**EXERCISE A:** In the passage on visual SLAM below, why are Extended Kalman Filtering and the Hungarian algorithm used alongside YOLOv7-tiny? Answer in one to three sentences.

***

Addressing the impact of dynamic objects on visual SLAM is, therefore, crucial for enabling accurate positioning, mapping, and intelligent applications of robots in real-world environments. This paper proposes a real-time RGB-D visual SLAM system designed for dynamic indoor environments. The main contributions of this article include the following aspects:

1.
First, we optimize and employ YOLOv7-tiny on a single CPU and compensate for missed detections using Extended Kalman Filtering and the Hungarian algorithm to ensure the accuracy of semantic information.
2.
Second, we propose a dynamic feature point removal algorithm to enhance the tracking and locating accuracy of the visual SLAM in dynamic environments by combining semantic information, geometric constraints, and depth information.
3.
Third, we conduct a detailed experimental evaluation on various public datasets and real-world dynamic scenes, and demonstrate superior accuracy and robustness through rigorous testing and analysis.

The rest of this paper is organized as follows: Sect. 2 reviews related work on dynamic visual SLAM, Sect. 3 presents the details of the proposed method, Sect. 4 provides extensive quantitative and qualitative evaluations of the proposed method, and Sect. 5 concludes the paper and discusses future prospects.

***

**EXERCISE B:** Rewrite every line of the data records below, requests included, with -13 added to each coordinate value in the answers. Begin at the line that contains "of the pink" and continue through the last line of the records.

[Data records]
***

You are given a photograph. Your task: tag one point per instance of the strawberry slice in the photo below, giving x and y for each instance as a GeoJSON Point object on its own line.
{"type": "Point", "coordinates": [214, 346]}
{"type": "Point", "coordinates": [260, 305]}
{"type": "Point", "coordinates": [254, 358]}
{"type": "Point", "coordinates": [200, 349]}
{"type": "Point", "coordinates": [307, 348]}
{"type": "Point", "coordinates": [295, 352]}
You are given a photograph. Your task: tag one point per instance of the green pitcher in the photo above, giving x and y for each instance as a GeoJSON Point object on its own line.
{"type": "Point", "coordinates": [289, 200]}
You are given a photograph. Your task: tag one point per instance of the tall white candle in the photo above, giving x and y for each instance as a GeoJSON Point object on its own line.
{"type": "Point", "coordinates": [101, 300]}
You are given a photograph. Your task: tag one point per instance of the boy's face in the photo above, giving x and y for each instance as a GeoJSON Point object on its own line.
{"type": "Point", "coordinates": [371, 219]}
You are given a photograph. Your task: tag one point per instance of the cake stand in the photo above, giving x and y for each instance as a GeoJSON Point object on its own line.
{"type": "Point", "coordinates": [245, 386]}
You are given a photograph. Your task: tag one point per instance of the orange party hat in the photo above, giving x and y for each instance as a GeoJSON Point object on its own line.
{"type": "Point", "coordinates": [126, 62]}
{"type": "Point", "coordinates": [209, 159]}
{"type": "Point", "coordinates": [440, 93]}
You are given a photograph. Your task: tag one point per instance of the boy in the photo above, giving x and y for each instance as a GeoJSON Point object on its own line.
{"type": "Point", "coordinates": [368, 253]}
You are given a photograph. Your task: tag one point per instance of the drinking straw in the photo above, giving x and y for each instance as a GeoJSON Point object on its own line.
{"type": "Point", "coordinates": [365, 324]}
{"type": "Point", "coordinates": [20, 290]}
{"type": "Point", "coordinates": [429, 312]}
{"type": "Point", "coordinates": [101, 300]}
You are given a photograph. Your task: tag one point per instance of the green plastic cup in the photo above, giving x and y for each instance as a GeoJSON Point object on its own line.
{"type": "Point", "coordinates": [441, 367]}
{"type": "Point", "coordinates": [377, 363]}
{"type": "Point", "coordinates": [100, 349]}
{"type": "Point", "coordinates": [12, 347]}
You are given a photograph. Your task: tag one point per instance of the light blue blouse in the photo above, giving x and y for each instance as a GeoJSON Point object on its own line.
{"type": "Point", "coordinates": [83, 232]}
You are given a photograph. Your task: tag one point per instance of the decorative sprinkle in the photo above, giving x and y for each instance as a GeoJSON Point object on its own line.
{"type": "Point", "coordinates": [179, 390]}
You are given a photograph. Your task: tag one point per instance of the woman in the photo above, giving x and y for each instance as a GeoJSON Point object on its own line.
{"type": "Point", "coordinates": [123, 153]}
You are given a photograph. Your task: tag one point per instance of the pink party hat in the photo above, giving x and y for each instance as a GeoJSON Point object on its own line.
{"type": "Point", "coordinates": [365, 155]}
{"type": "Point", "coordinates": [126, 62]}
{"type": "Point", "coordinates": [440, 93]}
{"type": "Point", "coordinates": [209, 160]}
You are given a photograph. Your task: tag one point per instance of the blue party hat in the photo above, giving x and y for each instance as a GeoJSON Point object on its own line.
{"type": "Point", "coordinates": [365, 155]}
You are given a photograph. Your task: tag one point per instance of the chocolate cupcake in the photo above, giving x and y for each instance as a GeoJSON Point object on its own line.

***

**REPLY A:** They compensate for detections that YOLOv7-tiny misses, and this compensation ensures that the semantic information is accurate.

**REPLY B:**
You are given a photograph. Your task: tag one point per instance of the pink party hat in the photo above, giving x and y for each instance as a GeoJSON Point object on its own line.
{"type": "Point", "coordinates": [352, 142]}
{"type": "Point", "coordinates": [113, 49]}
{"type": "Point", "coordinates": [427, 80]}
{"type": "Point", "coordinates": [196, 147]}
You are given a photograph. Your task: tag one point per instance of the blue party hat in the photo above, giving x and y for each instance as a GeoJSON Point object on its own line.
{"type": "Point", "coordinates": [352, 142]}
You are given a photograph. Your task: tag one point per instance of the chocolate cupcake in the photo above, giving x and y for each instance as a GeoJSON Point object on its own line.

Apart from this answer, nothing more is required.